With no images included, output each entry below exactly as it appears.

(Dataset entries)

□ □ □

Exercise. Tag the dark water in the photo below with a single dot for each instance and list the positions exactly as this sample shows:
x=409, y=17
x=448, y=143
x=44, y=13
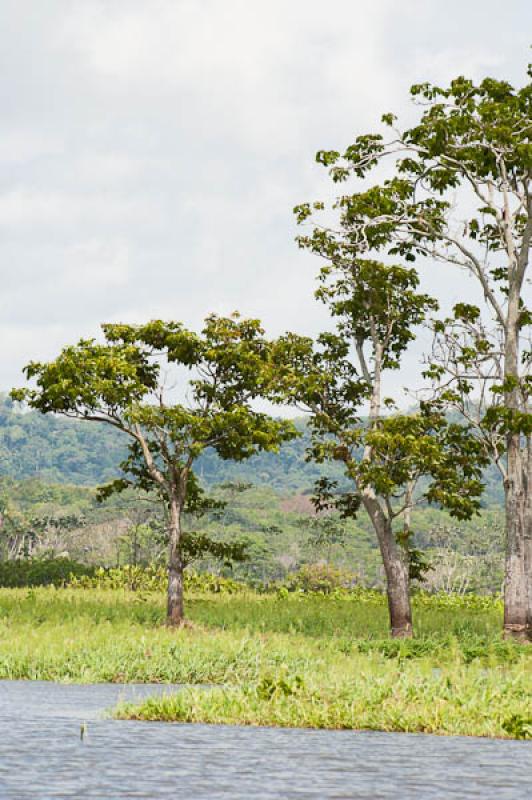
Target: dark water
x=42, y=756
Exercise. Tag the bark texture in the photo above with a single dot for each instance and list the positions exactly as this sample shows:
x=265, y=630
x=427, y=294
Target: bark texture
x=396, y=569
x=175, y=614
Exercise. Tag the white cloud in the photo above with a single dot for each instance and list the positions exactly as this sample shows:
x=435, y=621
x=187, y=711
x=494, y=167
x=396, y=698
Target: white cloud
x=151, y=153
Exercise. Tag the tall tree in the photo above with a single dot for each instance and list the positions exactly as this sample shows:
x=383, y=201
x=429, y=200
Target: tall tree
x=459, y=192
x=338, y=380
x=126, y=383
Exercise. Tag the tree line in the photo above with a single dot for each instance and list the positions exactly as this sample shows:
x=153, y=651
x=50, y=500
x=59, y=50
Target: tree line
x=457, y=195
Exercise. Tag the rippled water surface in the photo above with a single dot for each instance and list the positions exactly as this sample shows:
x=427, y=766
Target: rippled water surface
x=42, y=756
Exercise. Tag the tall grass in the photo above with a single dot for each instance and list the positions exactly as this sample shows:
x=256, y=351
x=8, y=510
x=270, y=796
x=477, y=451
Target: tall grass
x=297, y=660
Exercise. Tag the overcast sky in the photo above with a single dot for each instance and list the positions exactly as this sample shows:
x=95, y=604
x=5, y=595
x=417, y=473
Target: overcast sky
x=151, y=151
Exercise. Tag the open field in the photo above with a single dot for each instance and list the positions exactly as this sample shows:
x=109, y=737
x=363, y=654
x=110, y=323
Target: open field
x=296, y=661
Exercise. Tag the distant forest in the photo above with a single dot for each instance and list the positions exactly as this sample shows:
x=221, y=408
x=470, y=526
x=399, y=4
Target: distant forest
x=56, y=450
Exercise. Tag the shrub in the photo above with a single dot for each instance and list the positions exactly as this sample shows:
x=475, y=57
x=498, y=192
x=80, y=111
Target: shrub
x=153, y=578
x=320, y=578
x=41, y=572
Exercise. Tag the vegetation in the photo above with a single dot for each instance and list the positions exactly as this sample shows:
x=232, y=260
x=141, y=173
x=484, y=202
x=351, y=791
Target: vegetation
x=311, y=660
x=393, y=462
x=459, y=192
x=123, y=384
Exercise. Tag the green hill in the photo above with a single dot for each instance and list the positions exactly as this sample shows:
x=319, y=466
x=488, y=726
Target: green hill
x=57, y=450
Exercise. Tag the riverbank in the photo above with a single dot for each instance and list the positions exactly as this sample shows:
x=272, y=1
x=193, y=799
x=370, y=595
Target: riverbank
x=295, y=662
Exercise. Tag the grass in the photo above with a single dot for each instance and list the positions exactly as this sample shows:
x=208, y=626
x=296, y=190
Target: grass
x=306, y=662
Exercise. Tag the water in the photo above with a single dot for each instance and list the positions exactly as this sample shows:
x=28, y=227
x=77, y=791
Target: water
x=42, y=756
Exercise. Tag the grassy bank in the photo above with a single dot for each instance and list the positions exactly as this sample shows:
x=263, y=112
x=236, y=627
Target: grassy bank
x=310, y=661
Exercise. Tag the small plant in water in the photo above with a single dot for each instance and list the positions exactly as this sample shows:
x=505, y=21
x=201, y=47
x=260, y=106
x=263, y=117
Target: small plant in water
x=270, y=686
x=518, y=727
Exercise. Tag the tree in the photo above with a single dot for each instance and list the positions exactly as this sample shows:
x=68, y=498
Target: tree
x=338, y=378
x=460, y=194
x=125, y=383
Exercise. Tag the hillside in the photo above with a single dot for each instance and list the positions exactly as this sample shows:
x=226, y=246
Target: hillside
x=57, y=450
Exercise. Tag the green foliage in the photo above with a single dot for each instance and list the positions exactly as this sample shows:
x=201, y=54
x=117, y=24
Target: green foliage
x=42, y=572
x=319, y=578
x=518, y=727
x=152, y=579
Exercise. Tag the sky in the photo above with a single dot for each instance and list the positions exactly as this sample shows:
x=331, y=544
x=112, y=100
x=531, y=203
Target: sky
x=151, y=152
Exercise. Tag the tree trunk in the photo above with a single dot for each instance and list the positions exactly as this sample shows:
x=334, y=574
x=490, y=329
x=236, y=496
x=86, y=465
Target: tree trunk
x=527, y=535
x=515, y=582
x=396, y=571
x=175, y=614
x=517, y=618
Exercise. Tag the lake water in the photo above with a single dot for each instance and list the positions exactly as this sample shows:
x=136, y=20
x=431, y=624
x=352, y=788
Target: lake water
x=42, y=756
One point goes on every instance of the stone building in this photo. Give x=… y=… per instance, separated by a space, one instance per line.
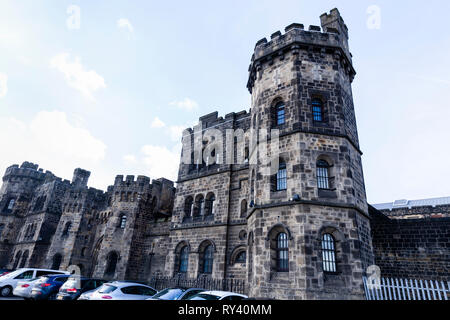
x=274 y=196
x=51 y=223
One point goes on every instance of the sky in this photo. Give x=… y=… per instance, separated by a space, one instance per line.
x=109 y=85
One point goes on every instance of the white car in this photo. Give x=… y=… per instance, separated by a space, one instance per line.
x=218 y=295
x=122 y=290
x=24 y=287
x=9 y=281
x=87 y=295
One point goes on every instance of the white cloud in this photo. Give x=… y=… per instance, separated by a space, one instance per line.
x=176 y=132
x=156 y=161
x=186 y=104
x=77 y=77
x=158 y=123
x=125 y=23
x=3 y=84
x=50 y=140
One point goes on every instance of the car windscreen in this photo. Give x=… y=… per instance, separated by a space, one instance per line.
x=74 y=283
x=202 y=296
x=169 y=294
x=107 y=288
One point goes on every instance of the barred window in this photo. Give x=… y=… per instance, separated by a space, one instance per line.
x=123 y=221
x=282 y=252
x=184 y=258
x=282 y=177
x=209 y=204
x=188 y=206
x=317 y=108
x=280 y=113
x=208 y=259
x=328 y=253
x=11 y=204
x=241 y=257
x=323 y=175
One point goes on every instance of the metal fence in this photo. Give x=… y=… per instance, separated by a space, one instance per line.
x=406 y=289
x=233 y=285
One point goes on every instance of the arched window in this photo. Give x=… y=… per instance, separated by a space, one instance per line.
x=111 y=264
x=281 y=177
x=16 y=261
x=123 y=221
x=244 y=208
x=209 y=204
x=188 y=203
x=199 y=206
x=184 y=259
x=10 y=204
x=241 y=257
x=328 y=253
x=208 y=258
x=280 y=116
x=317 y=108
x=24 y=259
x=66 y=229
x=323 y=175
x=282 y=252
x=57 y=259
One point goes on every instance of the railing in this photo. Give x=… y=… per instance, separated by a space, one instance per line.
x=233 y=285
x=406 y=289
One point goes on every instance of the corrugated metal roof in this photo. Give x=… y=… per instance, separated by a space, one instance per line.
x=413 y=203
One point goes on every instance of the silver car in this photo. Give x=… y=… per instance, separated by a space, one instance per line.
x=24 y=287
x=122 y=290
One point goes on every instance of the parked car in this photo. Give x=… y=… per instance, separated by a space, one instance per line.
x=9 y=281
x=87 y=295
x=176 y=294
x=24 y=287
x=72 y=289
x=218 y=295
x=48 y=288
x=123 y=290
x=5 y=271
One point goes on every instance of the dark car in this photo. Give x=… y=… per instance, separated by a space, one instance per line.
x=48 y=287
x=5 y=271
x=74 y=287
x=176 y=294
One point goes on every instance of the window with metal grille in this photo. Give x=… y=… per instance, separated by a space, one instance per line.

□ □ □

TASK OUTPUT -
Exercise. Tag the dark water in the photo below with a single dot for each instance and list the positions exactly as this sample shows:
x=409, y=17
x=448, y=143
x=44, y=13
Target: dark water
x=42, y=756
Exercise. Tag the bark texture in the photo above with a single dot for each instance and list the positions exactly as this sample shows:
x=265, y=630
x=427, y=294
Target: bark texture
x=396, y=569
x=175, y=614
Exercise. Tag the white cloud in the photo above with a single dot for each instance and list the positions exactly as this sample shows:
x=435, y=621
x=187, y=711
x=494, y=167
x=396, y=698
Target: white cloud
x=151, y=153
Exercise. Tag the tall tree in the photo above with a single dot for each instance and list the positions exactly as this sample shows:
x=383, y=201
x=429, y=200
Target: tall tree
x=459, y=192
x=338, y=380
x=126, y=383
Exercise. Tag the tree line in the photo above with a single dot for each instance and list the positions exactly as this sample shows:
x=153, y=651
x=50, y=500
x=59, y=50
Target: tree line
x=457, y=195
Exercise. Tag the rippled water surface in the photo above with a single dot for each instance and list the positions exactly as this sample shows:
x=427, y=766
Target: rippled water surface
x=42, y=756
Exercise. Tag the tall grass in the photo above with a single dot for each instance and list the positions exactly as this sample shows:
x=256, y=351
x=8, y=510
x=270, y=796
x=477, y=451
Target: tall grass
x=297, y=660
Exercise. Tag the overcast sky in the photo above with a single dot for each instance and list the positions exactly as this sample shows:
x=95, y=604
x=5, y=595
x=417, y=473
Target: overcast sky
x=151, y=151
Exercise. Tag the open field in the photo above with a single dot for each instance and list the positions exactly as this sample shows:
x=109, y=737
x=363, y=654
x=110, y=323
Target: open field
x=296, y=661
Exercise. Tag the distant forest in the photo above with a single dot for each instance and list the positions exactly as this sample shows:
x=221, y=408
x=470, y=526
x=399, y=4
Target: distant forest
x=56, y=450
Exercise. Tag the shrub in the photo above with a single dot for each instance and list the positions exactly as this sample shows:
x=475, y=57
x=498, y=192
x=80, y=111
Target: shrub
x=153, y=578
x=320, y=578
x=41, y=572
Exercise. Tag the vegetation in the photo above with a single dot for each instance and list the positions exactly as this sample shows:
x=232, y=260
x=141, y=173
x=484, y=202
x=351, y=791
Target: vegetation
x=311, y=660
x=393, y=462
x=459, y=192
x=123, y=384
Exercise. Tag the green hill in the photo above with a single dot for each instance and list the positions exactly as this sample shows:
x=319, y=466
x=488, y=726
Target: green hill
x=57, y=450
Exercise. Tag the riverbank in the photo above with a single dot for each instance and list the positions exactly as this sample shows:
x=272, y=1
x=193, y=799
x=370, y=595
Target: riverbank
x=295, y=662
Exercise. Tag the grass in the photo above with a single dot for each instance and list the positions exactly as this sample shows:
x=208, y=626
x=296, y=190
Target: grass
x=306, y=662
Exercise. Tag the water in the photo above with a single dot for each instance and list the positions exactly as this sample shows:
x=28, y=227
x=77, y=791
Target: water
x=42, y=756
Exercise. Tag the grassy bank in the photo above with a single dot for each instance and list the positions exactly as this sample shows:
x=263, y=112
x=236, y=627
Target: grassy bank
x=310, y=661
Exercise. Tag the small plant in water in the photo above with a single dot for each instance and list the positions exactly as this sample shows:
x=505, y=21
x=201, y=47
x=260, y=106
x=263, y=117
Target: small plant in water
x=270, y=686
x=518, y=727
Exercise. Tag the tree in the photo above with a single dot for each instance and list the positions exactly as this sample shows:
x=68, y=498
Target: tree
x=338, y=378
x=460, y=194
x=125, y=383
Exercise. Tag the hillside in the photo above with a single dot for each instance and list the positions exactly as this sample shows:
x=226, y=246
Target: hillside
x=57, y=450
Exercise. Tag the green foliage in the photo above with a single dot for each instance and list the positions exactly as this sample shows:
x=201, y=54
x=117, y=24
Target: green foliage
x=42, y=572
x=319, y=578
x=518, y=727
x=152, y=579
Exercise. Tag the sky in the photo above with a single dot for each instance and list the positions exactly as this sample shows:
x=331, y=544
x=112, y=100
x=531, y=203
Target: sky
x=151, y=152
Exercise. Tag the tree trunk in the photo above with a single dot for each instance and list the positions exactly as this sample shows:
x=334, y=574
x=490, y=329
x=236, y=496
x=86, y=465
Target: tree trunk
x=527, y=535
x=515, y=582
x=396, y=571
x=175, y=614
x=517, y=618
Exercise. Tag the lake water in the photo above with a single dot for each instance and list the positions exactly as this sample shows:
x=136, y=20
x=431, y=624
x=352, y=788
Target: lake water
x=42, y=756
One point goes on every instance of the stone building in this photo. Give x=… y=… per instance, separated by a space, one instance per line.
x=274 y=196
x=51 y=223
One point goes on every instance of the sky in this photo. Give x=… y=… per instance, separated by a space, one instance per line.
x=109 y=85
One point goes on every instance of the white car in this photo. Give x=… y=… per instance, separated by a space, one instance per line.
x=218 y=295
x=122 y=290
x=24 y=287
x=9 y=281
x=87 y=295
One point goes on every instance of the white cloud in this photo. Give x=… y=… per instance, separated by a space, one instance per line.
x=176 y=132
x=156 y=161
x=186 y=104
x=77 y=77
x=158 y=123
x=125 y=23
x=3 y=84
x=50 y=140
One point goes on every instance of the car windscreen in this photo. Give x=… y=… per instance, separated by a space, one instance per line.
x=74 y=283
x=202 y=296
x=169 y=294
x=107 y=288
One point goes on every instance of the barred window in this photo. Give x=… y=… per instance, separated by a space, one instance per line.
x=123 y=221
x=282 y=252
x=184 y=258
x=282 y=177
x=209 y=204
x=188 y=206
x=317 y=108
x=280 y=113
x=208 y=259
x=328 y=253
x=11 y=204
x=241 y=257
x=323 y=175
One point goes on every instance of the metal fence in this photo. Give x=… y=… per instance, separated by a space, one instance per line.
x=406 y=289
x=233 y=285
One point goes on every instance of the arched window in this photo. Give x=… y=… per instance, separated by a space, one instance per line.
x=111 y=264
x=281 y=177
x=16 y=261
x=123 y=221
x=244 y=208
x=209 y=204
x=188 y=203
x=199 y=206
x=184 y=259
x=10 y=204
x=241 y=257
x=328 y=253
x=208 y=258
x=280 y=116
x=317 y=108
x=24 y=259
x=66 y=229
x=323 y=175
x=282 y=252
x=57 y=259
One point goes on every instance of the railing in this photo. Give x=… y=… per instance, separated by a space, one instance per line.
x=233 y=285
x=406 y=289
One point goes on every instance of the corrugated metal roof in this photo. Give x=… y=… per instance, separated by a space, one instance per line.
x=413 y=203
One point goes on every instance of the silver car in this photo. Give x=… y=… per instance, separated by a space, one instance per line.
x=24 y=287
x=122 y=290
One point goes on every instance of the parked car in this photo. Give x=… y=… per instance, separated by a space, one instance per line.
x=9 y=281
x=87 y=295
x=176 y=294
x=24 y=287
x=72 y=289
x=218 y=295
x=48 y=288
x=123 y=290
x=5 y=271
One point goes on every instance of the dark car in this photo. Give x=… y=… per instance, separated by a space, one instance per line.
x=48 y=287
x=5 y=271
x=74 y=287
x=176 y=294
One point goes on every instance of the window with metal grille in this photo. Give x=… y=… per instance, separated by a space, one instance per line.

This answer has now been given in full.